**Your task:**
All records below must be retyped exactly.

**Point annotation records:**
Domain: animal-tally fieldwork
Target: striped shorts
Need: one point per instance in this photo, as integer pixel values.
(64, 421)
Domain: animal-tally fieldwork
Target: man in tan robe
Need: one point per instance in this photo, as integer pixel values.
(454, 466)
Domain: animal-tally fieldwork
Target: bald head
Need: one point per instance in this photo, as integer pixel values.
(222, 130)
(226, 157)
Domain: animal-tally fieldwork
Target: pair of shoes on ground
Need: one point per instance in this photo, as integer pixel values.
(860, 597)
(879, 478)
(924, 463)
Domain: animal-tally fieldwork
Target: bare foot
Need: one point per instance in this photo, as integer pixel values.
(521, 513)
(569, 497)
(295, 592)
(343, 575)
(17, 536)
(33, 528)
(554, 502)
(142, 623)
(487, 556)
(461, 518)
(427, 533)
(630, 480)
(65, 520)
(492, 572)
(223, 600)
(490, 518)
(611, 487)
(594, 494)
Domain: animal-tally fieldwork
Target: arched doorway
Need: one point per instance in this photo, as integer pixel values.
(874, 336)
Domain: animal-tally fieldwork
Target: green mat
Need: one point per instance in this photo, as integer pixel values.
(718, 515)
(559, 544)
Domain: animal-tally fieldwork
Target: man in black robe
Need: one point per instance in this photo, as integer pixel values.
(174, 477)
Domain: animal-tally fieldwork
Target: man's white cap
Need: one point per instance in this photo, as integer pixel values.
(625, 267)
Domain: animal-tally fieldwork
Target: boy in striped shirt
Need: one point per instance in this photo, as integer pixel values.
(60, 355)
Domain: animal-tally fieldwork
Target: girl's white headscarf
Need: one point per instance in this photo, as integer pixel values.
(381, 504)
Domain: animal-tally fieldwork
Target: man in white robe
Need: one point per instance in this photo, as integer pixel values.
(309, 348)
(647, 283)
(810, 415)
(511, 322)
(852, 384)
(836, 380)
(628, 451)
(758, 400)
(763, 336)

**Solution for this problem:**
Domain: animal-tally fieldwork
Target: striped shorts
Need: one point per instance in this photo, as integer pixel values.
(64, 421)
Domain: animal-tally fieldwork
Target: man in tan robe
Need: one point per instance in this photo, as integer pixel values.
(454, 466)
Domain: animal-tally fieldwork
Target: bald head
Need: one point per instance in this photo, as integer pixel values.
(222, 130)
(226, 157)
Domain: animal-tally fieldwork
Target: pair of shoes on ground
Need: one point per instance in this photo, as integer pixel values.
(860, 597)
(879, 478)
(924, 463)
Domain: animal-tally fieldwork
Target: bare foot
Need: one point per instance in this photo, as integer pixel values.
(521, 513)
(569, 497)
(295, 592)
(343, 575)
(17, 536)
(33, 528)
(554, 502)
(142, 623)
(487, 556)
(461, 518)
(427, 533)
(630, 480)
(65, 520)
(492, 572)
(223, 600)
(490, 518)
(611, 487)
(594, 494)
Domain: animal-tally fieldwork
Target: arched doorway
Need: one point per instance in this photo, as integer pixel values.
(874, 336)
Domain: animal-tally fieldwork
Target: green mat
Need: one point per instance in this photo, as integer pixel values.
(718, 515)
(559, 544)
Domain: animal-tally fieldwork
Target: man in black robe
Need: one point per instance in this photo, as integer pixel values.
(174, 477)
Domain: animal-tally fieldwork
Target: man's white cap
Need: one point per instance in this photo, as integer pixel values.
(625, 267)
Domain: animal-tally fieldwork
Target: boy in striped shirt
Need: one point per instance in this photo, as integer pixel values.
(60, 355)
Domain: animal-tally fieldwork
Target: girl's white headscarf
Need: one point per instance in this photo, as integer pixel values.
(381, 504)
Domain: animal-tally fieldwork
Target: man in white robe
Need: one point per instance in this photo, as integer pixel values.
(309, 348)
(647, 283)
(810, 415)
(511, 322)
(852, 384)
(836, 380)
(628, 451)
(758, 400)
(763, 336)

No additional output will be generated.